[Exercise] Nothing may be changed. Give the entries below again exactly.

[Records supplied]

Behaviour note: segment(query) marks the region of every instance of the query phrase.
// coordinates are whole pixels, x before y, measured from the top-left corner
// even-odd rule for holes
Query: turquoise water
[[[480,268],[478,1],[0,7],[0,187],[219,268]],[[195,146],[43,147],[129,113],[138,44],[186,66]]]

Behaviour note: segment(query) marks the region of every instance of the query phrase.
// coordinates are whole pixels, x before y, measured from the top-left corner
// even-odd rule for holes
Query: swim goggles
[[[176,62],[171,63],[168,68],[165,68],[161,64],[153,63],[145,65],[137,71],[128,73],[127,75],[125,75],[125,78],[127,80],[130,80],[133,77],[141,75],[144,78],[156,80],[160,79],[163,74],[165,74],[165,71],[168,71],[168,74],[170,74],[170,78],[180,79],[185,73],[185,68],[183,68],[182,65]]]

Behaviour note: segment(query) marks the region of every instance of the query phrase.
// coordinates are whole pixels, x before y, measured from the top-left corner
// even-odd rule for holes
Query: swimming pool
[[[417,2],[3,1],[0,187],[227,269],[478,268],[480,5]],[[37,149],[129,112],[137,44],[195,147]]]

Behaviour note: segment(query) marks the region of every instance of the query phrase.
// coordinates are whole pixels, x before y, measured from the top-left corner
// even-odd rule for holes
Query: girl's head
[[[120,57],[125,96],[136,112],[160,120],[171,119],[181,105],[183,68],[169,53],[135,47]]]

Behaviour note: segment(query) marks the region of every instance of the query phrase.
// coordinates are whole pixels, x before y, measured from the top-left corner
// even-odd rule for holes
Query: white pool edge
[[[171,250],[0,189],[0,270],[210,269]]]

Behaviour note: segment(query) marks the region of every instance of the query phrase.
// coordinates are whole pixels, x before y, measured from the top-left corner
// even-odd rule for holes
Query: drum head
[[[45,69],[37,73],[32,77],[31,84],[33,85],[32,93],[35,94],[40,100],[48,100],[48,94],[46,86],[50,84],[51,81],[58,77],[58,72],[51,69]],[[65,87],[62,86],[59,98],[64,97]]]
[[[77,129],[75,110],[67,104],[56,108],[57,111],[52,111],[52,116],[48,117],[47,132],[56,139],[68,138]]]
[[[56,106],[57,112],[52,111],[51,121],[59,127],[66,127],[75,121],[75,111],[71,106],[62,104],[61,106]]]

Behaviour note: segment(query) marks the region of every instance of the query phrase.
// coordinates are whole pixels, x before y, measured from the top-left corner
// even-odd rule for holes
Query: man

[Output of the exercise]
Behaviour note: segment(query) marks the region of every instance of the query phrase.
// coordinates are whole pixels, x before y, measured from the top-left corner
// even-odd rule for holes
Query: turquoise water
[[[480,268],[478,1],[0,7],[0,187],[219,268]],[[195,146],[43,147],[129,113],[138,44],[186,66]]]

Behaviour note: segment(query) marks the region of every instance of the query phrase.
// coordinates are whole pixels, x before y, measured from the top-left corner
// even-odd rule for holes
Query: swim goggles
[[[176,62],[171,63],[168,68],[165,68],[161,64],[153,63],[145,65],[137,71],[128,73],[127,75],[125,75],[125,78],[127,80],[130,80],[133,77],[141,75],[144,78],[156,80],[160,79],[163,74],[165,74],[165,71],[168,71],[168,74],[170,74],[170,78],[180,79],[185,73],[185,68],[183,68],[182,65]]]

Behaviour note: segment(query) marks the region of every instance of the query phrase.
// coordinates are whole pixels, x before y, measured from the top-left corner
// even-odd rule for holes
Query: swimming pool
[[[417,2],[3,1],[0,187],[227,269],[478,268],[480,5]],[[37,149],[129,112],[137,44],[195,147]]]

Behaviour note: segment(query) marks the region of every instance of the query phrase.
// coordinates are whole pixels, x before y, measured from the top-left corner
// even-odd rule for holes
Query: girl's head
[[[120,57],[125,96],[136,112],[160,120],[171,119],[181,105],[183,68],[169,53],[135,47]]]

Behaviour note: segment(query) marks the region of every instance of the query phrase.
// coordinates are whole pixels, x before y, measured from the top-left corner
// even-odd rule for holes
Query: white pool edge
[[[171,250],[0,189],[0,270],[210,269]]]

Behaviour note: segment(query) marks the region of every instance of the query phrase.
// coordinates are whole pixels, x before y, measured from the top-left corner
// even-odd rule for holes
Query: drum head
[[[45,69],[37,73],[32,77],[31,84],[33,85],[32,93],[35,94],[40,100],[48,100],[48,94],[46,86],[50,84],[51,81],[58,77],[58,72],[51,69]],[[65,87],[62,86],[59,98],[64,97]]]
[[[77,129],[75,110],[67,104],[56,108],[57,111],[52,111],[52,116],[48,117],[47,132],[56,139],[68,138]]]
[[[56,106],[57,112],[52,111],[51,121],[59,127],[66,127],[75,121],[75,111],[71,106],[62,104],[61,106]]]

Behaviour note: segment(query) marks the region of every instance of the query phrase.
// coordinates are whole pixels, x before y, measured from the top-left corner
// even-odd rule for holes
Query: man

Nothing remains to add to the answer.